WHAT YOU ARE ASKED TO DO: Copy everything in the data below exactly except the pictures.
__________________________________________________
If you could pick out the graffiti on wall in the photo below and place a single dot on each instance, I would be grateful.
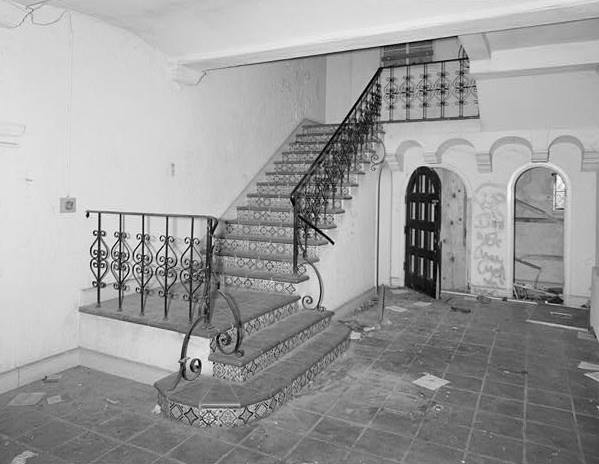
(488, 223)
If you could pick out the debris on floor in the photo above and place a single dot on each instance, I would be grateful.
(430, 382)
(460, 309)
(586, 336)
(506, 370)
(54, 399)
(593, 375)
(483, 299)
(27, 399)
(396, 309)
(399, 291)
(587, 366)
(21, 458)
(355, 335)
(53, 378)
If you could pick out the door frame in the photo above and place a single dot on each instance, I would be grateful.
(437, 228)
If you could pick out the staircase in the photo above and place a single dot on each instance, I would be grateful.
(286, 342)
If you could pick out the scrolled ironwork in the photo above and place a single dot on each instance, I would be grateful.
(166, 271)
(429, 91)
(308, 300)
(143, 271)
(98, 263)
(193, 271)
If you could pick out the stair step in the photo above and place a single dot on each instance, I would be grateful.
(260, 352)
(283, 209)
(256, 255)
(290, 184)
(253, 227)
(212, 402)
(260, 238)
(268, 223)
(286, 197)
(320, 129)
(234, 244)
(306, 136)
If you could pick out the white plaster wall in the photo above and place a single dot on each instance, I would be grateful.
(347, 75)
(491, 201)
(106, 130)
(540, 101)
(348, 268)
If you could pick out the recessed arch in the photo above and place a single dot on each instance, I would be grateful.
(511, 222)
(449, 144)
(510, 140)
(400, 154)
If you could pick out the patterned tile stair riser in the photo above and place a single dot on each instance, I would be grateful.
(198, 416)
(264, 248)
(286, 189)
(278, 202)
(285, 346)
(243, 373)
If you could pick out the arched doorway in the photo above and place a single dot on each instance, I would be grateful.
(422, 232)
(539, 210)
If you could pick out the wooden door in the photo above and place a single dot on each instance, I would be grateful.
(453, 232)
(423, 223)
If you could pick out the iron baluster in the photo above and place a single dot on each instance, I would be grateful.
(99, 256)
(142, 267)
(207, 309)
(461, 89)
(191, 274)
(424, 91)
(166, 269)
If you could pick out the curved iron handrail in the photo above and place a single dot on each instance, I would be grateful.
(341, 155)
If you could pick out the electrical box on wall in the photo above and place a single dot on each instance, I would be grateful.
(68, 205)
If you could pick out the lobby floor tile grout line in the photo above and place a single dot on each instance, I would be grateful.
(431, 400)
(478, 400)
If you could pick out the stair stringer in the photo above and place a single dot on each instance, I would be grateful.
(241, 199)
(348, 267)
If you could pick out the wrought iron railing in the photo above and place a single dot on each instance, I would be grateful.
(438, 90)
(165, 257)
(147, 256)
(313, 199)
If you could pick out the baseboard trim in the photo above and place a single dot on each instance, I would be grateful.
(37, 370)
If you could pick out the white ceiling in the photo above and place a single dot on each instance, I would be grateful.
(218, 33)
(574, 31)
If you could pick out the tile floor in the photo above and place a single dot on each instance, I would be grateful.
(515, 395)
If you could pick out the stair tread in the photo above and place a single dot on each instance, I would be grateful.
(265, 275)
(258, 255)
(284, 209)
(296, 173)
(251, 305)
(262, 238)
(276, 195)
(208, 391)
(257, 222)
(271, 336)
(293, 184)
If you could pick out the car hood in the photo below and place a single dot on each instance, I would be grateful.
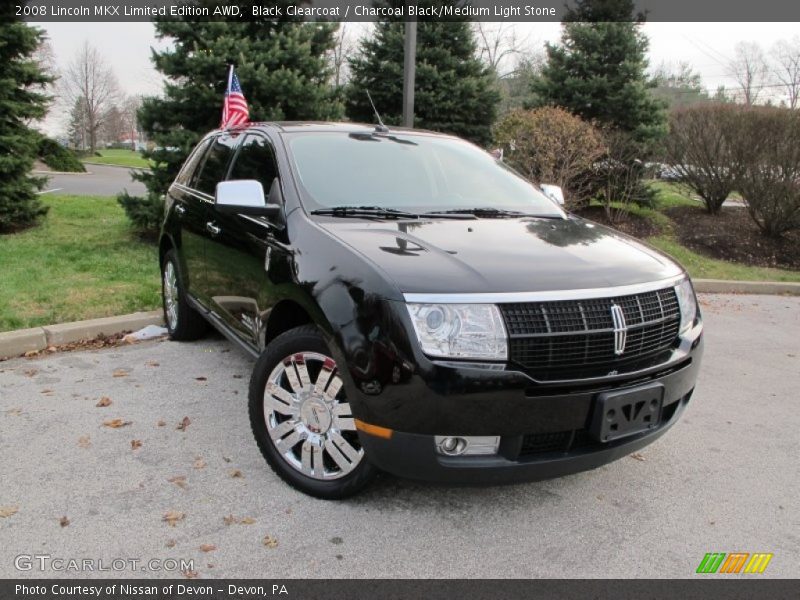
(502, 255)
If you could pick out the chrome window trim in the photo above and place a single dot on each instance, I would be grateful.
(550, 295)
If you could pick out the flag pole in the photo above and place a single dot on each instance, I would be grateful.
(228, 89)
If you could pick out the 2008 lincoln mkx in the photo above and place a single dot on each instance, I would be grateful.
(418, 307)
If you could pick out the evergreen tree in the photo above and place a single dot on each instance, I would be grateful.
(20, 102)
(454, 91)
(280, 63)
(599, 70)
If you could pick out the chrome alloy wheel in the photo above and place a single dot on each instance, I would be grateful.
(308, 418)
(171, 294)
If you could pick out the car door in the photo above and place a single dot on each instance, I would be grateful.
(190, 211)
(238, 257)
(213, 170)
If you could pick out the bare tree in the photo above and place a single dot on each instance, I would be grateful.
(340, 53)
(750, 70)
(786, 57)
(89, 80)
(500, 44)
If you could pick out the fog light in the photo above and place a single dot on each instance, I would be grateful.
(468, 445)
(452, 446)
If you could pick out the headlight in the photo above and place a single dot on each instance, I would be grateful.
(688, 303)
(460, 330)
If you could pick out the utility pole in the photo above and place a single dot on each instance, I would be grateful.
(409, 73)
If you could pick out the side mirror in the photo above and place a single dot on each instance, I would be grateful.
(246, 197)
(554, 192)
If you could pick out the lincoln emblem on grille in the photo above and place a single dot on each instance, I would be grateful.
(620, 329)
__________________________________________________
SOLUTION FOR THIS PROBLEM:
If you could pick out the graffiti on wall in the photo below and place a single dot on each instance, I would be grateful.
(488, 223)
If you could pick out the debris on floor in the photo above and place a single dot on each instance, I would be grateful.
(430, 382)
(460, 309)
(586, 336)
(506, 370)
(54, 399)
(593, 375)
(483, 299)
(27, 399)
(396, 309)
(399, 291)
(587, 366)
(21, 458)
(355, 335)
(53, 378)
If you could pick out the door frame in the photo above and place a single dot on each instance, I would be grateful.
(437, 228)
If you could pick out the staircase in the photo above and place a single dot on each instance, I would be grateful.
(286, 342)
If you could pick out the scrolled ironwork in the photo above and place a single dot on each instance, I would be grateful.
(166, 271)
(429, 91)
(308, 300)
(143, 271)
(98, 263)
(193, 271)
If you could pick out the stair step in the photo above and place a single dot on each instance, I would be grateful.
(260, 352)
(283, 209)
(256, 255)
(290, 184)
(253, 227)
(212, 402)
(260, 238)
(268, 223)
(286, 197)
(320, 129)
(234, 244)
(306, 136)
If you could pick out the white plaster wall in the photo above and place a single dot on each instance, I would be grateful.
(347, 75)
(491, 201)
(106, 130)
(540, 101)
(348, 268)
If you could pick out the recessed arch in the photo above and place a single dot on each instance, I would be grateful.
(511, 222)
(449, 144)
(510, 140)
(400, 154)
If you could pick out the patterned tile stair riser in the photo above and place a single dot on each instance, I would be grateful.
(198, 416)
(264, 248)
(286, 189)
(278, 202)
(285, 346)
(243, 373)
If you could pick out the arched doorway in the photo above and place a single dot on each instance, I would be grateful.
(422, 232)
(539, 210)
If you could pick out the wooden door in the photo above and place a single dot on each instance, I would be grateful.
(453, 232)
(423, 223)
If you could pick out the iron baluster in the photo above and place a single dot on each instance, I would be grateful.
(99, 256)
(142, 267)
(207, 309)
(461, 89)
(191, 274)
(424, 91)
(166, 269)
If you could pick out the curved iron handrail in the photo above and place a single dot on each instance, I would be grateful.
(341, 155)
If you could pick out the electrical box on wall in the photo above and place a single dot on each instance, I would be grateful.
(68, 205)
If you could pick out the lobby floor tile grout line in the photo above and place a single dot on each instance, I would be grateful.
(431, 400)
(478, 400)
If you could pick out the stair stringer in the photo above and place a single dot on each instance, I would be grateful.
(241, 199)
(348, 267)
If you could pick out the wrought iron railing in the photo above and place a single dot on each instance, I would be grateful.
(438, 90)
(165, 257)
(147, 256)
(313, 199)
If you could pick out the baseboard trim in the photo above and place a single dot on each instance, I would be grateful.
(37, 370)
If you could pick out the white ceiling in the photo above and place a single dot on each instance, I would be grateful.
(218, 33)
(574, 31)
If you could pick out the tile floor in the photo above and place a single dot on each instance, I would be grateful.
(515, 395)
If you could pick out the stair tread in the photo above and place a single dot on each instance, I would be grateful.
(265, 275)
(258, 255)
(284, 209)
(296, 173)
(251, 305)
(262, 238)
(276, 195)
(208, 391)
(257, 222)
(271, 336)
(293, 184)
If you could pick out the car hood in the photo below and place a single dot on each instance, I would be grateful.
(502, 255)
If you could pick out the chrome window trim in the photo above and place a single dot on each instance, I would be grateful.
(550, 295)
If you could pick out the flag pole in the photo above and place a single dot on each instance, I would be grateful.
(228, 89)
If you could pick out the 2008 lincoln mkx in the photo above and place a single dot on each instance, I would be grateful.
(418, 307)
If you could pick out the evergreen tree in the photo above and place a single dot on each instance, I would be grateful.
(20, 102)
(454, 91)
(280, 63)
(599, 70)
If you could pick out the chrome alloy wheel in the photo above and place a single dot on each instance, I would be grateful.
(308, 418)
(171, 294)
If you could pick out the car door in the photo above and place a single dot on each instance, I would be grateful.
(190, 211)
(238, 257)
(213, 170)
If you could pick out the bare tree in the photo above and place a single dot on each instance, I would be grateful.
(340, 53)
(750, 70)
(786, 57)
(89, 80)
(500, 44)
If you could pick out the fog light in the photo above and place a single dot on each instance, I would be grateful.
(468, 445)
(452, 446)
If you could pick out the headlight in the photo above and place a single dot on each instance, I would be grateful.
(688, 303)
(460, 330)
If you could pick out the utility pole in the photo above and place a single dot on each instance, I would be grateful.
(409, 73)
If you could pick out the side mirror in the photo above and place a single dot on each instance, I would be grateful.
(246, 197)
(554, 192)
If you could pick out the lincoln emblem on grille in the photo above and place a single dot on each instance, I would be grateful.
(620, 329)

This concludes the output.